━━━ Material shown ━━━

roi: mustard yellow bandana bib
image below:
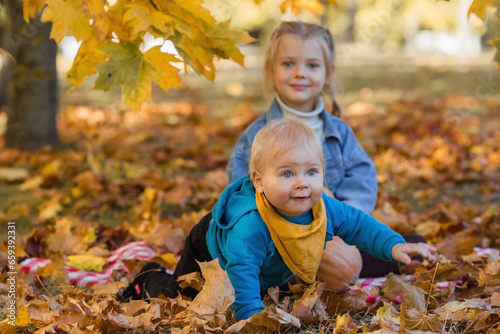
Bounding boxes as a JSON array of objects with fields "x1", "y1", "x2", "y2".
[{"x1": 256, "y1": 191, "x2": 327, "y2": 284}]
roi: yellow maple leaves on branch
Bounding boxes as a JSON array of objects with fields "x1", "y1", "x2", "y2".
[
  {"x1": 468, "y1": 0, "x2": 500, "y2": 64},
  {"x1": 22, "y1": 0, "x2": 256, "y2": 110},
  {"x1": 19, "y1": 0, "x2": 500, "y2": 110}
]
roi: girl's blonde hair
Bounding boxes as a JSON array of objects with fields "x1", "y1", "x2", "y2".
[
  {"x1": 249, "y1": 118, "x2": 324, "y2": 180},
  {"x1": 263, "y1": 21, "x2": 336, "y2": 104}
]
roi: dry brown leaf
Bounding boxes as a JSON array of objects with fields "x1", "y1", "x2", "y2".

━━━

**Task:**
Look through the data and show every line containing "yellow".

**Answer box:**
roi: mustard yellow bandana bib
roi: yellow maple leaves on branch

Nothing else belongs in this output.